# [What to do]
With both ends included, repeat exactly the lines of the entries below from the one containing "For each instance of the green tennis" down to the one containing "[[1, 35], [478, 274]]", and no others.

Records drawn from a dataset

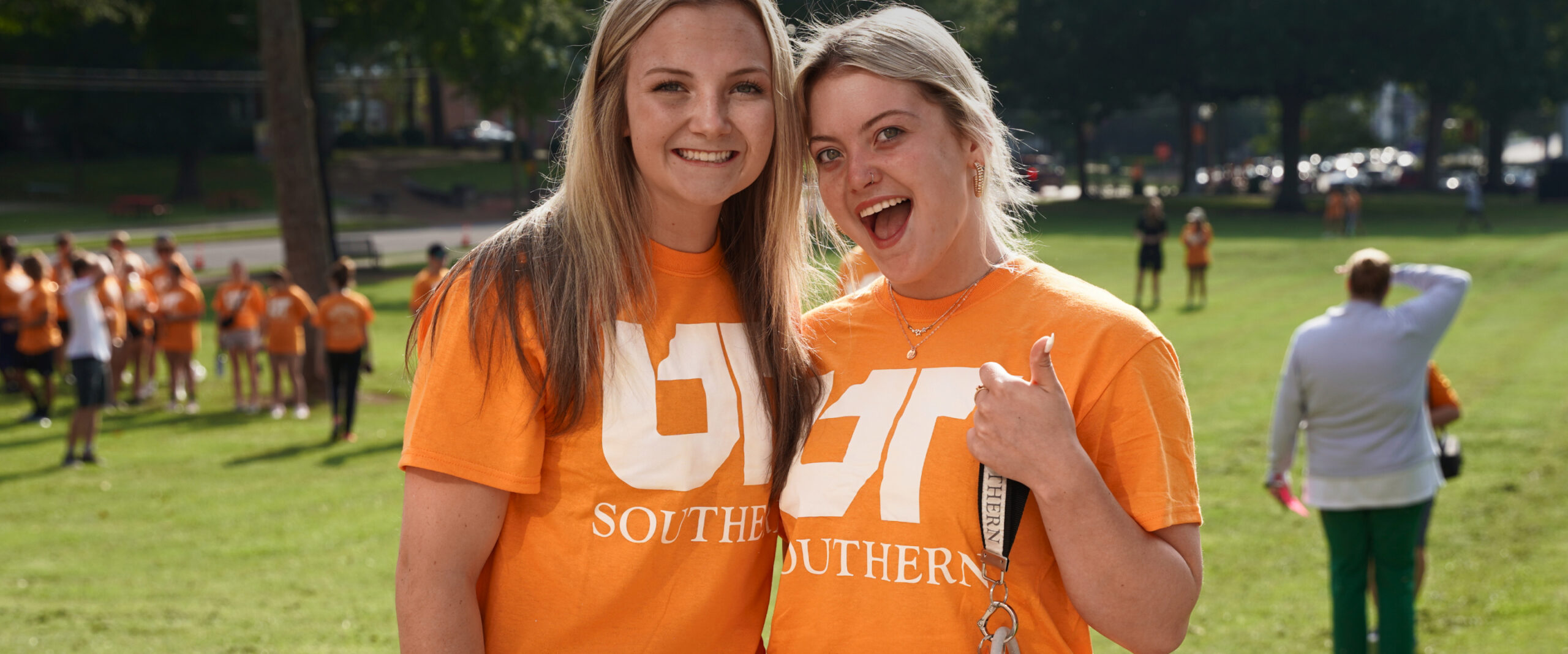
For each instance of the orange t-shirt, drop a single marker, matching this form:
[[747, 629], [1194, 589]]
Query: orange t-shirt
[[113, 302], [344, 319], [40, 302], [1197, 240], [286, 316], [422, 283], [645, 528], [183, 298], [857, 272], [159, 273], [245, 302], [141, 302], [1438, 389], [13, 284], [880, 510]]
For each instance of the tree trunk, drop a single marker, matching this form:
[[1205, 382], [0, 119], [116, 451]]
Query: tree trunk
[[290, 115], [410, 96], [516, 159], [1289, 197], [1496, 140], [1185, 140], [363, 99], [187, 183], [1081, 146], [1431, 170], [438, 116]]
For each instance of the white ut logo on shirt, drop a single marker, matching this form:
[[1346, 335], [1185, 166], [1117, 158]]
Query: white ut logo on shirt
[[645, 458], [825, 489]]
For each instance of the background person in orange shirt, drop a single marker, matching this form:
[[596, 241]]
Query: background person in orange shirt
[[1443, 403], [40, 339], [533, 482], [1197, 237], [429, 276], [141, 306], [287, 310], [344, 317], [1335, 212], [181, 308], [240, 305], [882, 509], [13, 283], [60, 272]]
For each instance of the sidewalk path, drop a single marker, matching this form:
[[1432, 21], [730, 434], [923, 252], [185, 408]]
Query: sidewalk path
[[262, 253]]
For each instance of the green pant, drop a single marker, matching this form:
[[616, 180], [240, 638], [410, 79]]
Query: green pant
[[1387, 538]]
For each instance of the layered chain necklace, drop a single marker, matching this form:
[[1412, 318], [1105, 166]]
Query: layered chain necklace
[[930, 330]]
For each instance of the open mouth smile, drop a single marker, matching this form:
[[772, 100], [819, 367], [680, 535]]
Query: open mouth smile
[[718, 158], [885, 218]]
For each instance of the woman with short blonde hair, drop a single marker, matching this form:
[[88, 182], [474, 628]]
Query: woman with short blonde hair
[[603, 385], [905, 513]]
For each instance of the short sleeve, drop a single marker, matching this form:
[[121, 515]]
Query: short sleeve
[[477, 417], [1139, 435]]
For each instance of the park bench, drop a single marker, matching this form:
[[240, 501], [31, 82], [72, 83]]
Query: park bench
[[360, 248], [233, 200], [138, 206], [48, 189]]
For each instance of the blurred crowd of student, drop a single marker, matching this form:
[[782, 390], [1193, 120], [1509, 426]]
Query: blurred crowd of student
[[101, 322]]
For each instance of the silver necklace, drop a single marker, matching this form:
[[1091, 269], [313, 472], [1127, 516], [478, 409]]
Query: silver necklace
[[932, 329]]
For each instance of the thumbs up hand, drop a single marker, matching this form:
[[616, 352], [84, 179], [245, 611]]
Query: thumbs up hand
[[1023, 424]]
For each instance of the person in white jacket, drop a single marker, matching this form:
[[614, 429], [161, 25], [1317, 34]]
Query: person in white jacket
[[1355, 377]]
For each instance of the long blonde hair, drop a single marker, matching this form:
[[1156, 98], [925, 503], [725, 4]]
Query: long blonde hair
[[581, 254], [903, 43]]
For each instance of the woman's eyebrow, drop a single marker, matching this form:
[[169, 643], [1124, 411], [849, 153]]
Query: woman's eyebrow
[[676, 71], [867, 124]]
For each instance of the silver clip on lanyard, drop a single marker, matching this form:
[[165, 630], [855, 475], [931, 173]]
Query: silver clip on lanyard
[[1001, 512]]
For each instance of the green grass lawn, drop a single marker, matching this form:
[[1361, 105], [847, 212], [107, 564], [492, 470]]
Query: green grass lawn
[[239, 534]]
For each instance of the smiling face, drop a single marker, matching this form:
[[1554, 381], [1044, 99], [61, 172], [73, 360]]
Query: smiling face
[[700, 110], [899, 179]]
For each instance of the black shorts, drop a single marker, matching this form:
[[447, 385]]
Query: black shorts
[[91, 382], [43, 363], [1152, 257], [9, 357]]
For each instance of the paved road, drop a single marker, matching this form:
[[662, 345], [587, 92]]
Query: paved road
[[262, 253]]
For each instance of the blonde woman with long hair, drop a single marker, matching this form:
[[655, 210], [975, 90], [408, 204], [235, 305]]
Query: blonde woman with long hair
[[960, 470], [601, 386]]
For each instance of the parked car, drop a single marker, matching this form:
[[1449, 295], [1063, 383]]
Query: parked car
[[482, 134]]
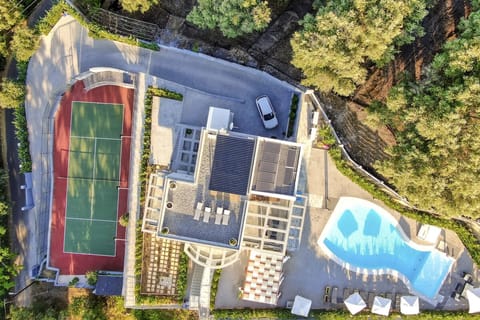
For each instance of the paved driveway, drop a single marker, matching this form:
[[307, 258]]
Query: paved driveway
[[207, 81]]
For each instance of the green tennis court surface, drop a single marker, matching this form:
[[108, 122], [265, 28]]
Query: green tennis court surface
[[93, 178]]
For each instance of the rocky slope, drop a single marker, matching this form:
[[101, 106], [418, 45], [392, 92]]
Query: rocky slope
[[271, 52]]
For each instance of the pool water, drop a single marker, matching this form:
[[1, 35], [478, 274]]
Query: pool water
[[364, 236]]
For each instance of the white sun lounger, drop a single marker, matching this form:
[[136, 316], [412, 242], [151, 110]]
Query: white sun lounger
[[226, 217], [198, 211], [206, 216]]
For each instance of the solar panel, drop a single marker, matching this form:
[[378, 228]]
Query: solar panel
[[231, 164]]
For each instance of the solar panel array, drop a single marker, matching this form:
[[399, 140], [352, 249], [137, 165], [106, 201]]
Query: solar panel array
[[276, 168], [231, 164]]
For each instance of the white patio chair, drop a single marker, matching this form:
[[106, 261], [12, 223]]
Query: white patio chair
[[226, 217], [198, 211], [206, 216]]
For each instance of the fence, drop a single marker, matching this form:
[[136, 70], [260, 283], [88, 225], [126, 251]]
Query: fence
[[118, 24], [355, 165]]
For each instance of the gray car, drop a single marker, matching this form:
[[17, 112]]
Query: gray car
[[267, 113]]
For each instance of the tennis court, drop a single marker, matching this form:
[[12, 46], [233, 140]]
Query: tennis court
[[94, 159]]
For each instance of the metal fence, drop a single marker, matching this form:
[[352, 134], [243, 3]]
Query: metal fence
[[355, 165]]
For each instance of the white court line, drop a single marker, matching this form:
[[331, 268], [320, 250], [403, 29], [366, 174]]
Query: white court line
[[97, 138], [93, 176], [84, 219], [91, 102], [68, 170]]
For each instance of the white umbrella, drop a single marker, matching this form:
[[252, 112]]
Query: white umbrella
[[355, 303], [473, 296], [381, 306], [301, 306], [409, 305]]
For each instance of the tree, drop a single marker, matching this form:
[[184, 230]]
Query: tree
[[8, 270], [24, 43], [435, 162], [10, 14], [12, 94], [232, 17], [137, 5], [336, 46]]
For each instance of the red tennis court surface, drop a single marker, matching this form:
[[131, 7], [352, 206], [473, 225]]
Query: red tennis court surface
[[72, 263]]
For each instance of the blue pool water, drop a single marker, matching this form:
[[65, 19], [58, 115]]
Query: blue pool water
[[366, 236]]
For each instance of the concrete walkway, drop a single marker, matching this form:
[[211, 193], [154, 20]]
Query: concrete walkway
[[309, 270]]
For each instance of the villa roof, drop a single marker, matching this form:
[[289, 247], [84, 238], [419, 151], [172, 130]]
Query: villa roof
[[231, 164], [276, 167]]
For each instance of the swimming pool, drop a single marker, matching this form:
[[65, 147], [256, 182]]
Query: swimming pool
[[365, 238]]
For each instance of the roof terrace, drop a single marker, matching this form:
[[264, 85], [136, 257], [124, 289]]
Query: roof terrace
[[276, 168], [193, 212]]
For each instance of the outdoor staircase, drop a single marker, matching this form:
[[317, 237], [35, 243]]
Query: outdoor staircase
[[195, 286], [200, 288]]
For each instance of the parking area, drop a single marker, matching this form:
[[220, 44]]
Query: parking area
[[246, 117]]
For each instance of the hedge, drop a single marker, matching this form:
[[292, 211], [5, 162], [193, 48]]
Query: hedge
[[144, 173], [21, 131], [95, 31], [244, 314]]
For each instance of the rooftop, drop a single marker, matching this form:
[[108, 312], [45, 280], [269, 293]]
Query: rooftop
[[182, 200], [276, 166], [231, 164]]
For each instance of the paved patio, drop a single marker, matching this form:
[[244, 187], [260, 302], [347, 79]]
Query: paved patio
[[309, 270]]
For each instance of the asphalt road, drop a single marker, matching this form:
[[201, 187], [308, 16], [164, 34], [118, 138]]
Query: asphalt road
[[208, 81], [18, 232]]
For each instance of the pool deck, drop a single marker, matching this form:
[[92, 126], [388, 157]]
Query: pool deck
[[310, 270]]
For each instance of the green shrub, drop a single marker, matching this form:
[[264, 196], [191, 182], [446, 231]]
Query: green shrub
[[245, 314], [182, 277], [21, 131], [12, 94], [123, 221], [73, 282], [213, 293], [92, 277], [51, 18], [24, 43]]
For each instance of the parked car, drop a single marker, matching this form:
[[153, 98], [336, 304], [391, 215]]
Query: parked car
[[267, 113]]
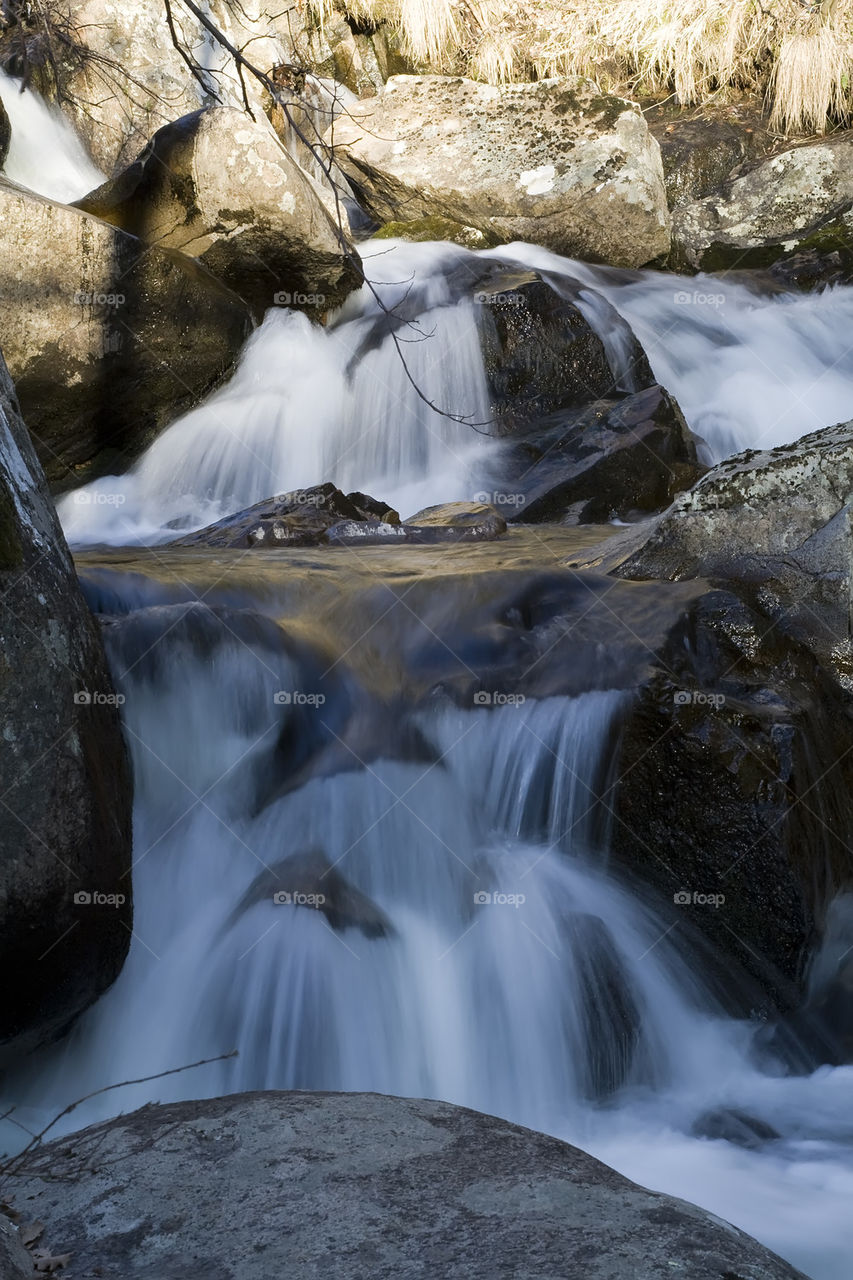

# [Written reply]
For each instance of the green tennis court surface, drop a single marker, matching this form:
[[108, 122], [265, 28]]
Query: green tennis court surface
[[93, 178]]
For each instance of the rocky slope, drop a single marker, matching this form:
[[101, 106], [418, 45], [392, 92]]
Query: rocky slope
[[271, 52]]
For each instance of the pool water, drop a single marker, matching this form:
[[1, 35], [478, 274]]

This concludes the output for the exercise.